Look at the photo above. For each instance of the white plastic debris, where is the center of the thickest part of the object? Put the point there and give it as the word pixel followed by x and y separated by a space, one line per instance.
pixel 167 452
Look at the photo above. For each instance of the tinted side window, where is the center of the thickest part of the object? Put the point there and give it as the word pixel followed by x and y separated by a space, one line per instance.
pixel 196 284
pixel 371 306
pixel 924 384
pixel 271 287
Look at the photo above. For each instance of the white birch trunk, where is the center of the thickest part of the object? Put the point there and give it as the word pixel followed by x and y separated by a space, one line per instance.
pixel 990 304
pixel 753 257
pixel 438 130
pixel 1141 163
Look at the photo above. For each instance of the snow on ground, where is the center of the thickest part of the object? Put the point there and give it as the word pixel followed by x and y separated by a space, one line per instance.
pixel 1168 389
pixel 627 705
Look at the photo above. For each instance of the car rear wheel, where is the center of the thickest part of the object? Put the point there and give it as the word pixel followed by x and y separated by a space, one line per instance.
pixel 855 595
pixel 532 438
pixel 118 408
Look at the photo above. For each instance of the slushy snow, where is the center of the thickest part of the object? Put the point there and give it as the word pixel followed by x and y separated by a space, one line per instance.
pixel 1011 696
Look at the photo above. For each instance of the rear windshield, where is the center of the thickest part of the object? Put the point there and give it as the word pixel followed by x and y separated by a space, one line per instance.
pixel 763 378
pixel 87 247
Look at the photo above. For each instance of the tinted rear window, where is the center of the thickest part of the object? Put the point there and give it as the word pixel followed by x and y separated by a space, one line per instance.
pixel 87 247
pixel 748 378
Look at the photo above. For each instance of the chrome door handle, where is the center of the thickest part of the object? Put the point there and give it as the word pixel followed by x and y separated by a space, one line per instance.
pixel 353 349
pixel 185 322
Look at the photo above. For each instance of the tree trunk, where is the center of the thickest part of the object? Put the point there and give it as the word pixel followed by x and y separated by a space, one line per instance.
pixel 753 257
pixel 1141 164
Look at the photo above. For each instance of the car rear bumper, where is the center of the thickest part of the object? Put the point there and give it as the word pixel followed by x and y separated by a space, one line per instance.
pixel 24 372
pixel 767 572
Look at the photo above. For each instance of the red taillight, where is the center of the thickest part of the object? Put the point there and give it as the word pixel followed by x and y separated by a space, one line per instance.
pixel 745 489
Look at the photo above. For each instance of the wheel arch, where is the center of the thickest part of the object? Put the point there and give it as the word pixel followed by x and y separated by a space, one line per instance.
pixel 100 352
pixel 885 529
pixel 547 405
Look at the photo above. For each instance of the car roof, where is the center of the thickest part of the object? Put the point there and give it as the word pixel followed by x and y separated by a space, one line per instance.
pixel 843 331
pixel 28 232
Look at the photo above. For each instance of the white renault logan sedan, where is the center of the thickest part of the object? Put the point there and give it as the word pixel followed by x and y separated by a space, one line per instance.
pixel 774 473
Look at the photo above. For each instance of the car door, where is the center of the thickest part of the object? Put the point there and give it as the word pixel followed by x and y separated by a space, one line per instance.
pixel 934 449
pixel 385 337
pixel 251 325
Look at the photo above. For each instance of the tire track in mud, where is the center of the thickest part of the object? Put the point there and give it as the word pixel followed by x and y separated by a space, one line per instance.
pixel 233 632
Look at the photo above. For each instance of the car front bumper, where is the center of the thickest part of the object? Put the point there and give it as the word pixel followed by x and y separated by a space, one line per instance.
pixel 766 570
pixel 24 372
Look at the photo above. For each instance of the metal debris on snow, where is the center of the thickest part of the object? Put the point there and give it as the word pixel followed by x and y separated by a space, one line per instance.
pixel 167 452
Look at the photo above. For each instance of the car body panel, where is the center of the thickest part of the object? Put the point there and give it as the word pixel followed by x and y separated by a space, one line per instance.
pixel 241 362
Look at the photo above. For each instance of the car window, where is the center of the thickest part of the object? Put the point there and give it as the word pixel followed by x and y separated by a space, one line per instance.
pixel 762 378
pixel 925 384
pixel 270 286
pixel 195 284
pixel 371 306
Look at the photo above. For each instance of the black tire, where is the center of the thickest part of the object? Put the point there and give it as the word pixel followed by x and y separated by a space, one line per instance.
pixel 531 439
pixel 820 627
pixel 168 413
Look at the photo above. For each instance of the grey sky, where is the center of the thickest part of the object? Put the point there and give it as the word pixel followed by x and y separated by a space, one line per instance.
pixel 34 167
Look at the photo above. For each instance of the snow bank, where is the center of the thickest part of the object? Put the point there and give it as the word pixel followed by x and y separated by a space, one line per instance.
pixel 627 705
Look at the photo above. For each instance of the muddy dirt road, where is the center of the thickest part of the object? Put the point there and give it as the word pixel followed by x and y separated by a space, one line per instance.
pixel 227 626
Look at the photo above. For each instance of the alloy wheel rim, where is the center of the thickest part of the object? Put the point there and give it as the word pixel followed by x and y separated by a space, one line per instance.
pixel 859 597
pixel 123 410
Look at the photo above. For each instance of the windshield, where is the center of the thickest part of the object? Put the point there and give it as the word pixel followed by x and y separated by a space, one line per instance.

☆ ☆ ☆

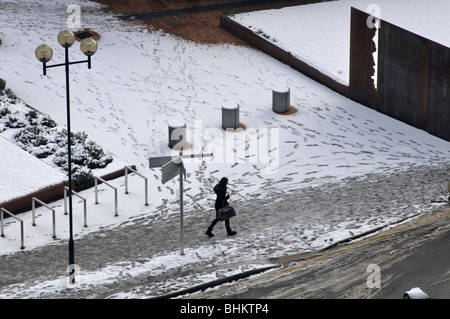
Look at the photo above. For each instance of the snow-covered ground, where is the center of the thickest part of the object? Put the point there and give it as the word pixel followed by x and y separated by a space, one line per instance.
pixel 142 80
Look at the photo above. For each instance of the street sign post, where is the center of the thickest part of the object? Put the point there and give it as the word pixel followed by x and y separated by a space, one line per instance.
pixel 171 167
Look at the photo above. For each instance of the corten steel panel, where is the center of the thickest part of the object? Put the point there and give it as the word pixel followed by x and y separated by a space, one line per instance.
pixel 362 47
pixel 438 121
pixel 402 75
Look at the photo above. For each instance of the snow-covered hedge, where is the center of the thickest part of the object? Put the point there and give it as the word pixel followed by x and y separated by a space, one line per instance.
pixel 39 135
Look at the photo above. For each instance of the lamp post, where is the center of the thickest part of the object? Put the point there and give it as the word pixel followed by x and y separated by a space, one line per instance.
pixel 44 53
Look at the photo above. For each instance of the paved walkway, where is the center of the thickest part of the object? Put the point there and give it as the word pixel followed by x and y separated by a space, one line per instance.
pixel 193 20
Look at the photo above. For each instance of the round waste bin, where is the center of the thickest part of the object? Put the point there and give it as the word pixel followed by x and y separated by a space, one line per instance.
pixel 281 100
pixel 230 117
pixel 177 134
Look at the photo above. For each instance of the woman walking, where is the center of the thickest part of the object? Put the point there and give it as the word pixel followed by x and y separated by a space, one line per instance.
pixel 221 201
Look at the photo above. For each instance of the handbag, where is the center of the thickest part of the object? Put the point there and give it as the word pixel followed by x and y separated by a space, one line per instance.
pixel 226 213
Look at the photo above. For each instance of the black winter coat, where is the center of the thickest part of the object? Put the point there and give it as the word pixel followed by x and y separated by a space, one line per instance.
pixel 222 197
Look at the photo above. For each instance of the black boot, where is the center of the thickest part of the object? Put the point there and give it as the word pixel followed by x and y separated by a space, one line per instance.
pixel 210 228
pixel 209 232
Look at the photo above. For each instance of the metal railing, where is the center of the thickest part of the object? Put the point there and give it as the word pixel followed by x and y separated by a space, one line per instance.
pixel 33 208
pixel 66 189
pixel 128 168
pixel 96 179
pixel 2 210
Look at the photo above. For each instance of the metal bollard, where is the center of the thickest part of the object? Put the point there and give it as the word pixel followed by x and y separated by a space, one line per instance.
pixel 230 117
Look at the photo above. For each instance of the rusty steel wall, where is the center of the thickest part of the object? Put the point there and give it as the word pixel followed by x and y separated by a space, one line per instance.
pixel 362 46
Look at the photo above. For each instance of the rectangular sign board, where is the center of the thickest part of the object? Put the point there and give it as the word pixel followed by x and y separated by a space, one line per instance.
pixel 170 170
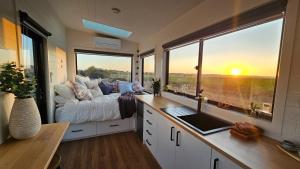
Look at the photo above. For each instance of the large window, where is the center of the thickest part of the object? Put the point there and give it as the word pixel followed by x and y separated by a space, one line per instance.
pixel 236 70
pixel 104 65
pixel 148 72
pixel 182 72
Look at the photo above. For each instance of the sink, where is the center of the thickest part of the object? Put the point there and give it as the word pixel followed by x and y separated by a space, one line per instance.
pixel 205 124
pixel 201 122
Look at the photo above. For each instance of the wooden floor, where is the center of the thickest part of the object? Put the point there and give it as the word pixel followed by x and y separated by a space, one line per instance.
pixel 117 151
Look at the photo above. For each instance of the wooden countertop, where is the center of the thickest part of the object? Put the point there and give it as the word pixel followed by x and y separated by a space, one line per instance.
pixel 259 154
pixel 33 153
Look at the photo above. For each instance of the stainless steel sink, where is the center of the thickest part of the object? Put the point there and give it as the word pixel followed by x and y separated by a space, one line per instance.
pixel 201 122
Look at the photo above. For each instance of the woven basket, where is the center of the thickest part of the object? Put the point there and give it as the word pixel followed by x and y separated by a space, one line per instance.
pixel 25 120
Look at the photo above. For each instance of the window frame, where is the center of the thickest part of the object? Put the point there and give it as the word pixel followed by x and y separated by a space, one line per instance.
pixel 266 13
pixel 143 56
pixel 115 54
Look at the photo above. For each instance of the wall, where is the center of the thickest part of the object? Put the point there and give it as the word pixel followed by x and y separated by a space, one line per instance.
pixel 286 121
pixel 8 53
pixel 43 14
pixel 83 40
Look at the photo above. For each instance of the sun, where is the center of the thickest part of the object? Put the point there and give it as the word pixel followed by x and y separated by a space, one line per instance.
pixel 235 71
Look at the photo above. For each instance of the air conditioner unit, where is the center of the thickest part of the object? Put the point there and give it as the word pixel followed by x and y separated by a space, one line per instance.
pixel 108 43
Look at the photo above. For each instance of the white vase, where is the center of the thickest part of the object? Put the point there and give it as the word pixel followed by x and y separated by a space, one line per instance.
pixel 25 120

☆ ☆ ☆

*ABOUT THIS TASK*
From the records above, repeat exactly the lines from the one with "snow bank, where" through the one with "the windshield, where", both included.

*ANSWER SECTION*
Look at the photo above. For each instance of the snow bank, where is the center of the thickest part of the object? Put the point there and give it as the word pixel followed by x and y separated by a space, one line per instance.
pixel 627 705
Look at the photo above. For each instance of the muddy dirt road, where is the center of the thickest part of the object? Put the point there and give it as the word pixel followed by x and y separated by a space, one line per instance.
pixel 227 626
Look at the photo above. For each instance of the alloy wheel rim, where is the center of the thickest part of the object? Put the point there and give it as the word pixel followed by x and y separated by a space, one line per instance.
pixel 859 597
pixel 123 410
Look at the photo above. For each instance of the windshield, where is the center of the thickest part of the object? Put the point there and give it as the word pixel followed by x and y separated by a space, one line per instance.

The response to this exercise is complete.